(Rows from a dataset)
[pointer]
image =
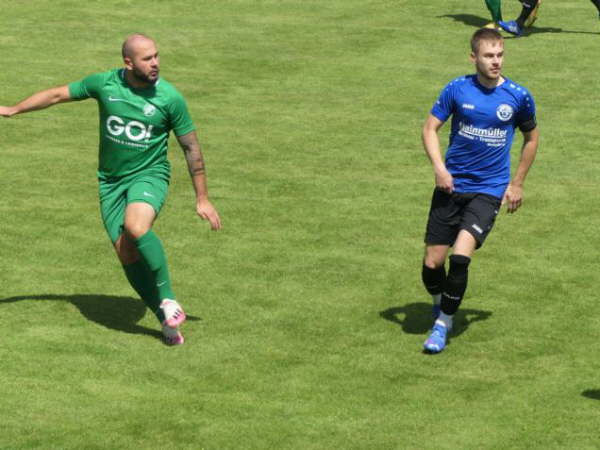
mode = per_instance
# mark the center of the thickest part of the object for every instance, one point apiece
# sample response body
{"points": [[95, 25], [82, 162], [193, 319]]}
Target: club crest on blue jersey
{"points": [[504, 112]]}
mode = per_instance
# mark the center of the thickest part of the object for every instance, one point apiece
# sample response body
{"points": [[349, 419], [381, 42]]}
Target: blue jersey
{"points": [[483, 125]]}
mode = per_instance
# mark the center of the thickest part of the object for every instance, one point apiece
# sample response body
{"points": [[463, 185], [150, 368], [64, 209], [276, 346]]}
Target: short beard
{"points": [[143, 78]]}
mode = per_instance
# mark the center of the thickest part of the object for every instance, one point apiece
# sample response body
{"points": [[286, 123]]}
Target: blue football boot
{"points": [[436, 342]]}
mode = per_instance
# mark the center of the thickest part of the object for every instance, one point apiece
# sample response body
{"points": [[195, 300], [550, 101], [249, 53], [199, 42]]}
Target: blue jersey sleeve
{"points": [[525, 118], [444, 106]]}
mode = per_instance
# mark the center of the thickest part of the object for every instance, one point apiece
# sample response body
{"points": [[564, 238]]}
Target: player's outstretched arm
{"points": [[39, 100], [431, 143], [195, 161], [513, 197]]}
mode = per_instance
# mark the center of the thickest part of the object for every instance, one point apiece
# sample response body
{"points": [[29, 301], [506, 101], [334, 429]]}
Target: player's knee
{"points": [[126, 250], [434, 259], [135, 229]]}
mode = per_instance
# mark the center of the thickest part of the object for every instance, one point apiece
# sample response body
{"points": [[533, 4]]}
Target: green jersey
{"points": [[134, 123]]}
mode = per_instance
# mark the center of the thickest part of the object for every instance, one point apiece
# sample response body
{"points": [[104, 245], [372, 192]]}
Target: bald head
{"points": [[141, 59], [133, 42]]}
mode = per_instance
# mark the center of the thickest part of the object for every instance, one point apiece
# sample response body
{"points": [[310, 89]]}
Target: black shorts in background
{"points": [[451, 213]]}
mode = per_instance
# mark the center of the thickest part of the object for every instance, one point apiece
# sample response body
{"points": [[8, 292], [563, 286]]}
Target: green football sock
{"points": [[142, 282], [495, 8], [153, 254]]}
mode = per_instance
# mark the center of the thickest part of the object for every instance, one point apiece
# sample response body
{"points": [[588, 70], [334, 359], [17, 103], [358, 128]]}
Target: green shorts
{"points": [[116, 194]]}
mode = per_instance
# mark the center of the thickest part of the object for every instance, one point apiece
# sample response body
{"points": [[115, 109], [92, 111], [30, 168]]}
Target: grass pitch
{"points": [[308, 314]]}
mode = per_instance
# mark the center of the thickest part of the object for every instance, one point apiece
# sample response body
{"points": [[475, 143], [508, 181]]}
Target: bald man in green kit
{"points": [[137, 110]]}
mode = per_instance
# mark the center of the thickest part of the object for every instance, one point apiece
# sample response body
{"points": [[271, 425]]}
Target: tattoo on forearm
{"points": [[194, 159], [193, 154]]}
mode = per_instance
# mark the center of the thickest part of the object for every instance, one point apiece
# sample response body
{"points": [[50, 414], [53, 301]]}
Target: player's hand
{"points": [[207, 211], [513, 198], [7, 111], [444, 181]]}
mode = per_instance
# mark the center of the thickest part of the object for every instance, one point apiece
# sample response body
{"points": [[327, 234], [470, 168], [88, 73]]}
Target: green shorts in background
{"points": [[115, 194]]}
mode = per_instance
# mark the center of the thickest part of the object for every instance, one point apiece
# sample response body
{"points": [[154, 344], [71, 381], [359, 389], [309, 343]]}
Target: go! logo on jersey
{"points": [[134, 130]]}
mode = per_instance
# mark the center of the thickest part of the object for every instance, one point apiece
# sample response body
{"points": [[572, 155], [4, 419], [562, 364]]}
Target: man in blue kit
{"points": [[474, 181]]}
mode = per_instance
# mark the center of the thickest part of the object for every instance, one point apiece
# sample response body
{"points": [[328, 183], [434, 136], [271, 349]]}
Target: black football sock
{"points": [[433, 279], [456, 283]]}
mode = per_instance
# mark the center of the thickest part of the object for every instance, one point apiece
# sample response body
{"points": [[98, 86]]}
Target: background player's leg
{"points": [[495, 9], [597, 5], [528, 8]]}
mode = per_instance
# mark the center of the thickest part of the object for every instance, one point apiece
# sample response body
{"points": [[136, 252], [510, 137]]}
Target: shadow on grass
{"points": [[478, 22], [594, 394], [114, 312], [415, 318]]}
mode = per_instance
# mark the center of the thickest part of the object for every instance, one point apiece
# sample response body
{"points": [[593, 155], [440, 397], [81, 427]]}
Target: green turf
{"points": [[308, 313]]}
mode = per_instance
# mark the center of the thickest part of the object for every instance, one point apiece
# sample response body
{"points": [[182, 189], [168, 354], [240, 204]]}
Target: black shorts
{"points": [[451, 213]]}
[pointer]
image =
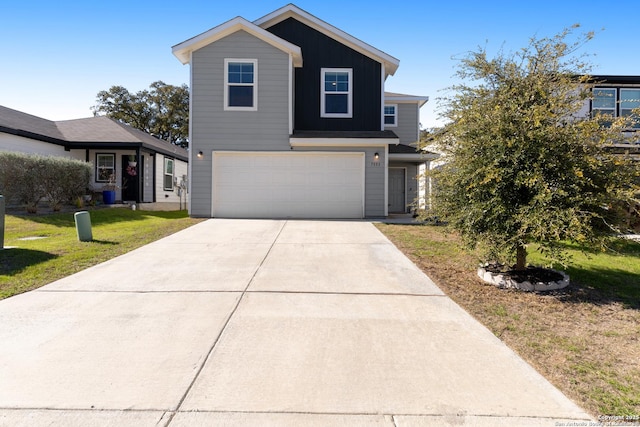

=== REQUIRED TASK ===
Collect every line of the records above that contains the string "grass", matching case exactly.

=== TASK ANSWER ===
Target: grass pitch
Target: shadow on grass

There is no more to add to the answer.